● Activity
Top to bottom, every record is to be copied word for word.

--------------------------------------------------

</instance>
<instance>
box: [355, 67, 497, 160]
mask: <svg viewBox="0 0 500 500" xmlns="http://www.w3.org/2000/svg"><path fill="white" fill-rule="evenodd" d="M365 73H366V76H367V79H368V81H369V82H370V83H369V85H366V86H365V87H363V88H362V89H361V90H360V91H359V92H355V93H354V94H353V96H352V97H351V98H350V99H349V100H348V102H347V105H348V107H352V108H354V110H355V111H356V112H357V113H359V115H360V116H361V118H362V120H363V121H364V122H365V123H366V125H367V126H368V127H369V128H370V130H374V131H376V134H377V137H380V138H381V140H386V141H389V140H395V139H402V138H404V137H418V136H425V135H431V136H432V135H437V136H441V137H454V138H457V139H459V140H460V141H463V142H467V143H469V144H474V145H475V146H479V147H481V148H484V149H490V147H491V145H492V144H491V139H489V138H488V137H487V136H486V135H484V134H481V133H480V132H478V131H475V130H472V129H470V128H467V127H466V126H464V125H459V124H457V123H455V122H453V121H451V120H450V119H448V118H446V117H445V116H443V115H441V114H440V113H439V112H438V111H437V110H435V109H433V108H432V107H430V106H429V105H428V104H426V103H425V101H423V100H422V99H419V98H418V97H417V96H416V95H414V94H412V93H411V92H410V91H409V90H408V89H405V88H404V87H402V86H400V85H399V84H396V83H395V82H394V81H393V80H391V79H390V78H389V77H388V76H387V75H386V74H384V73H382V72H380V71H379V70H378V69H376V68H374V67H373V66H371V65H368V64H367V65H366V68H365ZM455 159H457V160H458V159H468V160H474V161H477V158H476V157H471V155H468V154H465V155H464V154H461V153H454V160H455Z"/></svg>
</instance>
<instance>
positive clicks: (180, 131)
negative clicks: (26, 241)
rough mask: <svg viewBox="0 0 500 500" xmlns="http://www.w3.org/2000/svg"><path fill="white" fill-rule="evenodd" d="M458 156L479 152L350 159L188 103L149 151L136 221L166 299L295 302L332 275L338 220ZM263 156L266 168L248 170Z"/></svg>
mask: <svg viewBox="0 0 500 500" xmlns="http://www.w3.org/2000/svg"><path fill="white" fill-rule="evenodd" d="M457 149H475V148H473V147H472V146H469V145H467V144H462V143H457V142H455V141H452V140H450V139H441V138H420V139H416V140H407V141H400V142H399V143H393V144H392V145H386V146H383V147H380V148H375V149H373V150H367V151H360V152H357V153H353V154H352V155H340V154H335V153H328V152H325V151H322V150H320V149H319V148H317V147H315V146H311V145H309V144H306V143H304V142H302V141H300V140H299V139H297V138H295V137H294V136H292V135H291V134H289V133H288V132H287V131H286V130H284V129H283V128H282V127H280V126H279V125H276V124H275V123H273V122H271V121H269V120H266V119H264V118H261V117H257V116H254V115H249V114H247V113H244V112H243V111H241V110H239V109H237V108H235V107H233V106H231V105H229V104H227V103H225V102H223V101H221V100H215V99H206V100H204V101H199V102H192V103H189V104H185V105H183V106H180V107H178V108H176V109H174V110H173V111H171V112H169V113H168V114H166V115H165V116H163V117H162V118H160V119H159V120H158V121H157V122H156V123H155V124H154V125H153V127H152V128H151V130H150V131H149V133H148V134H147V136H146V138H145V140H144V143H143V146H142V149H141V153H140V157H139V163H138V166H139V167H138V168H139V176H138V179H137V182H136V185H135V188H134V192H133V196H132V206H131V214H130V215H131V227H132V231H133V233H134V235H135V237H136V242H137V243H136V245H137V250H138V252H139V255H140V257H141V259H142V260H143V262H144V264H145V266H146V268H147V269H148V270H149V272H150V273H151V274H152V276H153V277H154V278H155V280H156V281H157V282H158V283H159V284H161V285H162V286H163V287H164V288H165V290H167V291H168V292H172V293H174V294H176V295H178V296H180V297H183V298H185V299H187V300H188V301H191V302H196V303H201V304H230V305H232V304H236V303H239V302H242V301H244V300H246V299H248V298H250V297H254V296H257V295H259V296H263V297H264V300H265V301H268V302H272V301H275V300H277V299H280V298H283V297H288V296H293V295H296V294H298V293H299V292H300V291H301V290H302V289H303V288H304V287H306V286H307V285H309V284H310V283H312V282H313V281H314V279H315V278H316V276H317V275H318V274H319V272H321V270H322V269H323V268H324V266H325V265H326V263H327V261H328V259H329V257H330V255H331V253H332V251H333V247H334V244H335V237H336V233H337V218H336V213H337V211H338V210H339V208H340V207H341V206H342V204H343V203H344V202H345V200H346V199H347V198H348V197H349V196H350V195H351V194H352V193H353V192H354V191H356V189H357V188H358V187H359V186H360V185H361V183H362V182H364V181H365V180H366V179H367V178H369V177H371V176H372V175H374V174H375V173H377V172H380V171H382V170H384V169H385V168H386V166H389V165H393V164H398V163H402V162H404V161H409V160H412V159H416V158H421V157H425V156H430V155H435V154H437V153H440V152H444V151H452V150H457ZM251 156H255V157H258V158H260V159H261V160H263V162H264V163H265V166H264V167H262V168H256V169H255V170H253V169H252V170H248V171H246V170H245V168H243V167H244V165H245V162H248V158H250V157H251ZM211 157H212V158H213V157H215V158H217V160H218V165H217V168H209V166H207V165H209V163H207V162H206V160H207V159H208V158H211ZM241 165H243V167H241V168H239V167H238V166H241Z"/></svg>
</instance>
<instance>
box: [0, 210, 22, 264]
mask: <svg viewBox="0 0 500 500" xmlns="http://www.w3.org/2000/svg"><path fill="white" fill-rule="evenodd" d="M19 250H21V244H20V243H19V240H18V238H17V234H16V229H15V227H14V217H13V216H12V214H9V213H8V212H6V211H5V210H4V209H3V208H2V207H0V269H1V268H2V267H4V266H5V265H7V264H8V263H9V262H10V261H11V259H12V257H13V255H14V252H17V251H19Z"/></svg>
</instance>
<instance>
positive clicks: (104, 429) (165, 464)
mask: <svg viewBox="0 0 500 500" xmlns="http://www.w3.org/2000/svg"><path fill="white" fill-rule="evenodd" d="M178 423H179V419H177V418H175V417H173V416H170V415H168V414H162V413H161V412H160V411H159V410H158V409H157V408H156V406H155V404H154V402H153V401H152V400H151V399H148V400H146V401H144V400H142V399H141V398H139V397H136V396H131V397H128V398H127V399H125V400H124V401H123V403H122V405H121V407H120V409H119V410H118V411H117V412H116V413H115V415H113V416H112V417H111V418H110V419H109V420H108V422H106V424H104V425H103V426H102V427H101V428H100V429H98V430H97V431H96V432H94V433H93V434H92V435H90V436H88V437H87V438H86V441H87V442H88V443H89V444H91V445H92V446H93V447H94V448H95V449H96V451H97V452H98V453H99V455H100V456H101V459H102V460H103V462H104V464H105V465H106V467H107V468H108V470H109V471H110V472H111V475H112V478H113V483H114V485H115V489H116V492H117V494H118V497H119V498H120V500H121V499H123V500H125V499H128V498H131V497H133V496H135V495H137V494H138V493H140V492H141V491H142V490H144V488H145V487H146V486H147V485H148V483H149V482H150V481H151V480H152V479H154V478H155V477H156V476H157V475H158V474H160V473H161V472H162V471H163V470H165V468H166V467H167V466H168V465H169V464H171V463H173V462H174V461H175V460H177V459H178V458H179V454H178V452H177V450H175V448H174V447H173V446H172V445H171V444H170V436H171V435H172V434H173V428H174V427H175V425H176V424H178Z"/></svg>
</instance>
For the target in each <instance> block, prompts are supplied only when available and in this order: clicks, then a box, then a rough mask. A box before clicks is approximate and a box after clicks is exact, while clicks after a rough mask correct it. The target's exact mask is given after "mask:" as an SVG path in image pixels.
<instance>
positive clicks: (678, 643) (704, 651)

--------------------------------------------------

● Written response
</instance>
<instance>
box: [355, 67, 497, 160]
mask: <svg viewBox="0 0 500 500" xmlns="http://www.w3.org/2000/svg"><path fill="white" fill-rule="evenodd" d="M365 73H366V76H367V79H368V81H369V82H370V83H369V85H366V86H365V87H363V88H362V89H361V90H360V91H359V92H355V93H354V94H353V96H352V97H351V98H350V99H349V100H348V102H347V105H348V107H352V108H354V110H355V111H356V112H357V113H359V115H360V116H361V118H362V120H363V121H364V122H365V123H366V125H367V126H368V127H369V128H370V130H374V131H376V134H377V137H380V138H381V140H386V141H389V140H395V139H402V138H404V137H418V136H425V135H431V136H432V135H437V136H441V137H454V138H457V139H459V140H460V141H463V142H467V143H469V144H474V145H475V146H479V147H481V148H484V149H490V147H491V145H492V144H491V139H489V138H488V137H487V136H486V135H484V134H481V133H480V132H478V131H475V130H472V129H470V128H467V127H466V126H464V125H459V124H457V123H455V122H453V121H451V120H450V119H448V118H446V117H445V116H443V115H441V114H440V113H439V112H438V111H437V110H435V109H433V108H432V107H430V106H429V105H428V104H426V103H425V101H423V100H422V99H419V98H418V97H417V96H416V95H414V94H412V93H411V92H410V91H409V90H408V89H405V88H404V87H402V86H400V85H399V84H396V83H395V82H394V81H393V80H391V79H390V78H389V77H388V76H387V75H386V74H384V73H382V72H380V71H379V70H378V69H376V68H374V67H373V66H371V65H368V64H367V65H366V68H365ZM455 159H457V160H458V159H468V160H474V161H477V158H476V157H471V155H468V154H465V155H464V154H461V153H454V160H455Z"/></svg>
</instance>
<instance>
positive clicks: (180, 131)
negative clicks: (26, 241)
rough mask: <svg viewBox="0 0 500 500" xmlns="http://www.w3.org/2000/svg"><path fill="white" fill-rule="evenodd" d="M458 156L479 152L350 159L188 103L149 151L136 221L166 299L295 302L332 275L338 220ZM263 156L266 168L248 170Z"/></svg>
mask: <svg viewBox="0 0 500 500" xmlns="http://www.w3.org/2000/svg"><path fill="white" fill-rule="evenodd" d="M457 149H475V148H473V147H472V146H469V145H467V144H462V143H457V142H455V141H452V140H450V139H441V138H420V139H416V140H407V141H400V142H399V143H393V144H392V145H386V146H383V147H380V148H375V149H373V150H367V151H360V152H357V153H353V154H352V155H340V154H335V153H328V152H325V151H322V150H320V149H319V148H317V147H315V146H311V145H309V144H306V143H304V142H302V141H300V140H299V139H297V138H295V137H294V136H292V135H291V134H289V133H288V132H287V131H286V130H284V129H283V128H282V127H280V126H279V125H276V124H275V123H273V122H271V121H269V120H266V119H264V118H261V117H257V116H254V115H249V114H247V113H244V112H243V111H241V110H239V109H237V108H235V107H233V106H231V105H229V104H227V103H225V102H223V101H221V100H215V99H206V100H204V101H199V102H192V103H189V104H185V105H183V106H180V107H178V108H176V109H174V110H173V111H171V112H169V113H168V114H166V115H165V116H163V117H162V118H160V119H159V120H158V121H157V122H156V123H155V124H154V125H153V127H152V128H151V130H150V131H149V133H148V134H147V136H146V138H145V140H144V143H143V146H142V149H141V153H140V157H139V163H138V166H139V167H138V168H139V176H138V179H137V182H136V185H135V188H134V192H133V196H132V206H131V214H130V215H131V227H132V231H133V233H134V235H135V237H136V242H137V243H136V245H137V250H138V252H139V255H140V257H141V259H142V260H143V262H144V264H145V266H146V268H147V269H148V270H149V272H150V273H151V274H152V276H153V277H154V278H155V280H156V281H157V282H158V283H159V284H161V285H162V286H163V287H164V288H165V290H167V291H168V292H172V293H174V294H176V295H178V296H180V297H183V298H185V299H187V300H188V301H191V302H196V303H201V304H230V305H232V304H236V303H239V302H242V301H244V300H246V299H248V298H250V297H254V296H257V295H259V296H263V297H264V300H265V301H268V302H272V301H275V300H277V299H280V298H283V297H288V296H293V295H296V294H298V293H299V292H300V291H301V290H302V289H303V288H304V287H306V286H307V285H309V284H310V283H312V282H313V281H314V279H315V278H316V276H317V275H318V274H319V272H321V270H322V269H323V268H324V266H325V265H326V263H327V261H328V259H329V257H330V255H331V253H332V251H333V247H334V244H335V237H336V233H337V218H336V213H337V211H338V210H339V208H340V207H341V206H342V204H343V203H344V202H345V200H346V199H347V198H348V197H349V196H350V195H351V194H352V193H353V192H354V191H356V189H357V188H358V187H359V186H360V185H361V183H362V182H364V181H365V180H366V179H367V178H369V177H371V176H372V175H374V174H375V173H377V172H380V171H382V170H384V169H385V168H386V166H389V165H393V164H398V163H402V162H404V161H409V160H412V159H416V158H421V157H425V156H430V155H435V154H437V153H440V152H444V151H452V150H457ZM251 156H255V157H258V158H260V159H261V160H263V162H264V163H265V166H264V167H262V168H256V169H255V170H253V169H252V170H248V171H246V170H245V168H243V167H244V165H245V162H248V158H250V157H251ZM211 157H212V158H213V157H215V158H217V160H218V165H217V168H209V166H207V165H209V163H207V162H206V160H207V159H208V158H211ZM241 165H243V167H241V168H239V167H238V166H241Z"/></svg>
</instance>
<instance>
box: [0, 210, 22, 264]
mask: <svg viewBox="0 0 500 500" xmlns="http://www.w3.org/2000/svg"><path fill="white" fill-rule="evenodd" d="M19 250H21V244H20V243H19V240H18V238H17V234H16V229H15V227H14V217H13V216H12V214H9V213H8V212H6V211H5V210H4V209H3V208H2V207H0V269H1V268H2V267H4V266H5V265H7V264H8V263H9V262H10V261H11V259H12V257H13V255H14V252H17V251H19Z"/></svg>
</instance>
<instance>
positive clicks: (104, 429) (165, 464)
mask: <svg viewBox="0 0 500 500" xmlns="http://www.w3.org/2000/svg"><path fill="white" fill-rule="evenodd" d="M178 423H179V419H177V418H175V417H173V416H170V415H168V414H162V413H161V412H160V411H159V410H158V409H157V408H156V406H155V404H154V402H153V401H152V400H151V399H148V400H146V401H144V400H142V399H141V398H139V397H136V396H131V397H128V398H127V399H125V400H124V401H123V403H122V405H121V407H120V409H119V410H118V411H117V412H116V413H115V415H113V416H112V417H111V418H110V419H109V420H108V422H106V424H104V425H103V426H102V427H101V428H100V429H98V430H97V431H96V432H94V433H93V434H92V435H90V436H88V437H87V438H86V441H87V442H88V443H89V444H91V445H92V446H93V447H94V448H95V449H96V451H97V452H98V453H99V455H100V456H101V459H102V460H103V462H104V464H105V465H106V467H107V468H108V470H109V471H110V472H111V475H112V478H113V483H114V485H115V489H116V492H117V494H118V497H119V498H120V500H121V499H123V500H125V499H128V498H131V497H133V496H135V495H137V494H138V493H140V492H141V491H142V490H144V488H145V487H146V486H147V485H148V483H149V482H150V481H151V480H152V479H154V478H155V477H156V476H157V475H158V474H160V473H161V472H162V471H163V470H165V468H166V467H167V466H168V465H169V464H171V463H173V462H174V461H175V460H177V459H178V458H179V454H178V452H177V450H175V448H174V447H173V446H172V445H171V444H170V436H171V435H172V434H173V428H174V427H175V425H176V424H178Z"/></svg>
</instance>
For the target in each <instance> block, prompts are supplied only when available and in this order: clicks, then a box, then a rough mask. A box before clicks is approximate and a box after clicks is exact, while clicks after a rough mask correct it. The target's exact mask is given after "mask:" as an SVG path in image pixels.
<instance>
positive clicks: (678, 643) (704, 651)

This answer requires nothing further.